### REQUIREMENT
Pick up the news story about the Churchill Borough Council approving the Amazon distribution center, and carry it on past its final sentence.

### SELECTED TEXT
----
The Churchill Borough Council gave its blessing to a controversial plan from Hillwood Development to build a sprawling Amazon distribution center at the site of what used to be the George Westinghouse Research and Technology Park. 

Five members of the council voted in favor of the proposal and two, Norma Greco and Adam McDowell, voted against it.

A group of residents opposing the Amazon development said they would appeal the council’s decision in court. 

The distribution center — which Amazon calls “a robotics sortable fulfillment center” — would be a 2.9-million-square-foot warehouse, with 1,794 parking spaces. It’s an estimated $300 million investment, the largest development in the eastern suburbs of Pittsburgh in recent memory. The site has been vacant for over 20 years. 

During a council meeting Tuesday night hosted on Zoom, before the council’s vote, dozens of residents spoke in opposition to the Hillwood proposal and only one spoke in support. Almost 300 people joined the virtual meeting.

Churchill Borough Council members voted on the Amazon proposal after more than two hours of public comment. (Screenshot)

A few members of the seven-member council spoke before the roll call. McDowell stated that his concerns have been around the air quality and he does not believe that the applicant has put in an adequate effort to meet the criteria for the conditional use. Greco agreed with McDowell. Those who voted in support of Hillwood’s application said that within the framework of the law, the applicant has met the criteria but they have been frustrated by the “thresholds” set by the law. The approval comes with a number of conditions to mitigate the impact of the project.

One council member, Kevin Collins, noted the $15 to $20 million cost to clean up the site that the borough would not bear under this proposal and the tax revenue that the development would bring. “Churchill borough needs commercial tax revenue… there is a guarantee of a minimum property tax revenue of $2.4 million per year for 10 years,” he said.

The vote, which approved the conditional-use application by Hillwood Development, follows an extended public hearing process that stretched over 14 virtual meetings and concluded on Oct. 25. The borough council amended the zoning ordinance to allow for the warehouse use in fall of 2020. The next step is a separate land development approval process with the planning commission and council.
----
### EXTRACTED RECORDS
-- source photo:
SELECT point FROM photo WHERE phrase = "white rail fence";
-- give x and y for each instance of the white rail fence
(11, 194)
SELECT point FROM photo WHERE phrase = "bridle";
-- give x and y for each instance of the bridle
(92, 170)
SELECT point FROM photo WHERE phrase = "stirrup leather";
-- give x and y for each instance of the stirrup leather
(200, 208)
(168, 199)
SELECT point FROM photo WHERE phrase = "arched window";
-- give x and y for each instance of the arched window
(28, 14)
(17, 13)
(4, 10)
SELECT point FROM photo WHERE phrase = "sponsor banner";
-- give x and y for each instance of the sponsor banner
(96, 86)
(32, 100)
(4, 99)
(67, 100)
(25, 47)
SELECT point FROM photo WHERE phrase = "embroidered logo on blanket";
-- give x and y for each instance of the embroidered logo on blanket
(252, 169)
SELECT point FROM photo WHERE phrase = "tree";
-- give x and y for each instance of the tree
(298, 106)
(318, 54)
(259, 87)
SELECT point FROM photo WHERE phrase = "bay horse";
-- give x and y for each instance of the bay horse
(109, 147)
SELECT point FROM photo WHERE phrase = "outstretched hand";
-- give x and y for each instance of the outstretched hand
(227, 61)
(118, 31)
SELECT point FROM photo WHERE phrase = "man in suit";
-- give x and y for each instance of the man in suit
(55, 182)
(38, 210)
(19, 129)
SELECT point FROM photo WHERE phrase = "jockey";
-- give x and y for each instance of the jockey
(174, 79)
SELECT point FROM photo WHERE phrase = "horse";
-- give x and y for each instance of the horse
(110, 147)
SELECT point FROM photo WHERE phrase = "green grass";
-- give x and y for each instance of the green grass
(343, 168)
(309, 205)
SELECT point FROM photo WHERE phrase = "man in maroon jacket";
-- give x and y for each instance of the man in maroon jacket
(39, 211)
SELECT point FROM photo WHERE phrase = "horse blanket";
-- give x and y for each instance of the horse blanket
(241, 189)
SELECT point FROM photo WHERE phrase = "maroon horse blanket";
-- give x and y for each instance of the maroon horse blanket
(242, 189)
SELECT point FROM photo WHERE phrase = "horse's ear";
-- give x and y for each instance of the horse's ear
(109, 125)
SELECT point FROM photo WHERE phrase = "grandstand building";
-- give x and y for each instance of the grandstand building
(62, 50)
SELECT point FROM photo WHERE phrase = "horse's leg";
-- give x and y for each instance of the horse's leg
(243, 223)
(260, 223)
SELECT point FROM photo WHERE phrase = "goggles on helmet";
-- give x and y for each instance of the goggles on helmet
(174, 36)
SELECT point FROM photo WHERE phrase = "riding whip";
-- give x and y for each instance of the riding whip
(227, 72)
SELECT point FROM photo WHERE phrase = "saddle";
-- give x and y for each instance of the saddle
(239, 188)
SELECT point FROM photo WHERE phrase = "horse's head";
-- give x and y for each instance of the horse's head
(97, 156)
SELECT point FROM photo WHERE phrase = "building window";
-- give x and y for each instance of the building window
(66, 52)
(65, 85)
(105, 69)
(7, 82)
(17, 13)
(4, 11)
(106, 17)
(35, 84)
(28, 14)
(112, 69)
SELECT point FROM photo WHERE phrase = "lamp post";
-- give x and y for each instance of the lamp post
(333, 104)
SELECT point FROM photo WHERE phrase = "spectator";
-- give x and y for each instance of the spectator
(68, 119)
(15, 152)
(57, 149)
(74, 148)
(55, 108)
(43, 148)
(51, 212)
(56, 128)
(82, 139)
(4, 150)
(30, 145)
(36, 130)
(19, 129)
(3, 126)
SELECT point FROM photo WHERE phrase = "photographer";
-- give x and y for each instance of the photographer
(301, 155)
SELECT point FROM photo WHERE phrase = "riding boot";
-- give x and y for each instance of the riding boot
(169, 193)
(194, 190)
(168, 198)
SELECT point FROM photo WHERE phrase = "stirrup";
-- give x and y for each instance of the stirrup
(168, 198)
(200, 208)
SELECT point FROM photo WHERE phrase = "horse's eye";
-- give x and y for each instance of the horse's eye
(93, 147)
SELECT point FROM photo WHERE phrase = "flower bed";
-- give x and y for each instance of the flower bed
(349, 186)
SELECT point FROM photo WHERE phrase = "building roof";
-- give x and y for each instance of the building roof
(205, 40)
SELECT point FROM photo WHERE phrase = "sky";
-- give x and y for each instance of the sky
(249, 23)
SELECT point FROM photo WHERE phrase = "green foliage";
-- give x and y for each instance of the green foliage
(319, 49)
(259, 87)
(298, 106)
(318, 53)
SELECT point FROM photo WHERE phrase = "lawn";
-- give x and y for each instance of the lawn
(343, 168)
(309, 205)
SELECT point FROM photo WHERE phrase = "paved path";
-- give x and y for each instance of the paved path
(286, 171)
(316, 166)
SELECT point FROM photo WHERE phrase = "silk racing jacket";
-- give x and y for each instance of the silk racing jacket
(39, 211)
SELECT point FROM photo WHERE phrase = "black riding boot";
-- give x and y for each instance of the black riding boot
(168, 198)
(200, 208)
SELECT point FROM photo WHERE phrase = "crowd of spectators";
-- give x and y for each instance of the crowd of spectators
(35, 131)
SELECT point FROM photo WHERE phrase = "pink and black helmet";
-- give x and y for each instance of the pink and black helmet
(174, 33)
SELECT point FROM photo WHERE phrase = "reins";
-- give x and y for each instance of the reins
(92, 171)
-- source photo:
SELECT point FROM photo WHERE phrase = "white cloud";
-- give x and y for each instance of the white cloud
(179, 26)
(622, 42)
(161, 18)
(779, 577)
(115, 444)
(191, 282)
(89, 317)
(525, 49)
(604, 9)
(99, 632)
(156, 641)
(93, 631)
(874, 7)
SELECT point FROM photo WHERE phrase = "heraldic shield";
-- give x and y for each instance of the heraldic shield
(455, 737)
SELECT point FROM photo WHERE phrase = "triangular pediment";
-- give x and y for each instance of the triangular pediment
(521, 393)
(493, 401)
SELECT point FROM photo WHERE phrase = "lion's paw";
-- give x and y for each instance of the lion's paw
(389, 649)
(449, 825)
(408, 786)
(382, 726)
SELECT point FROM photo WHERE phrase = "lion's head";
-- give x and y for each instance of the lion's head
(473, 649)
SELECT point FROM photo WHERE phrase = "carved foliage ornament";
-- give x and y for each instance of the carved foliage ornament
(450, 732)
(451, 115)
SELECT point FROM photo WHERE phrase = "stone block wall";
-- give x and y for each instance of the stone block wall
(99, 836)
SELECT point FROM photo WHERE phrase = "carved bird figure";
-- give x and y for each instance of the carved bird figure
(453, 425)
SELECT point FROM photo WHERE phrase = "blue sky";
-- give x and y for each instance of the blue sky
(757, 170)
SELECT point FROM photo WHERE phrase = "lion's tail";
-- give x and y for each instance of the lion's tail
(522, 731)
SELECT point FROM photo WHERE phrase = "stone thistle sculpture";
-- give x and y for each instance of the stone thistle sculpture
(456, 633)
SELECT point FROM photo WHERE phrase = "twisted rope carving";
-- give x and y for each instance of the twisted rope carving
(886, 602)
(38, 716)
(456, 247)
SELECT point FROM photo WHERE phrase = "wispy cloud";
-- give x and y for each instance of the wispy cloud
----
### EXERCISE OUTPUT
Immediately after the council meeting, a group of residents representing opposition group Churchill Future spoke during a press conference denouncing the council’s vote. The speakers expressed disappointment, sadness, a sense of “betrayal” and “disgust” over the decision by the council, which they said “caved to the greed” of Amazon against the interests of Churchill residents.

“We are going to take it to the appellate courts. We need funding to continue fighting this. We cannot let Amazon take over our town,” said resident Kate Carrigan Hill, who lives right across the street from the project site. 

Amazon spokesperson Steve Kelly issued a statement thanking the borough council: “We appreciate the Churchill Borough Council voting to allow this project to move forward and we’re committed to being a good partner in the community. While additional steps remain, we’re looking forward to creating at least 1,000 family sustaining jobs with good benefits and flexible hours, and to working with local schools, residents, and community groups to make a lasting and positive impact in Churchill and the entire region.”

The development has garnered significant opposition from some residents of Churchill, a borough of about 3,000 people. They formed a grassroots group called Churchill Future, hired a lawyer and have been doing research, fundraising and raising awareness about the project leading up to the council vote. The members of Churchill Future believe that an Amazon warehouse of the size proposed by Hillwood does not belong in a residential area and does not meet the criteria set by the zoning ordinance. 

Supporters of the project tout economic benefits to the community, tax revenue and jobs, between 1,000 and 1,500 of them, according to an economic study. The study from Hillwood also estimates more than 2,000 construction-related jobs. Based on the development’s projected value, Hillwood predicts that new annual tax revenue would be around $11.7 million. Taxes owed would depend on the property’s assessed value and whether the assessment is appealed.

Allegheny County Executive Rich Fitzgerald thanked Churchill Borough Council in a statement, touting the benefits of the project. “This is going to be a substantial development, not just for Churchill, but also for the residents in all of our eastern suburbs. It’s particularly exciting for these communities that haven’t seen as much growth as other areas of our county.

“This site has sat vacant for two decades but is now being brought back with potentially thousands of jobs, particularly for Woodland Hills students, allowing residents throughout those communities the benefit of economic growth,” Fitzgerald said in the statement. 

Those opposing the development worry that the proximity of the Amazon warehouse to residents’ homes would hurt the health of the residents, decrease home property values and endanger kids living in the area. They are concerned that heavy traffic, which would include tractor-trailers flowing into the facility around the clock, would further pollute the area already located close to sources of industrial pollution. 

The Amazon site would be equivalent to 43 football fields and in close proximity to two schools. The members of Churchill Future are concerned that the development will destroy the existing ecosystem, kill 1,400 mature trees and create stormwater runoff issues. They also say that the construction may compromise the site spread across an abandoned coal mine and disrupt the land holding Parkway East. During the public hearings, some residents pointed out that the Amazon site would be adjacent to the property that holds the hot cell facility and the radioactive waste stored there.

To demonstrate that the development meets the requirements of the zoning law, Hillwood commissioned impact studies on traffic, pollution, noise, light and stormwater from Langan Engineering (Hillwood’s engineers) and Gateway Engineers (the borough’s engineers).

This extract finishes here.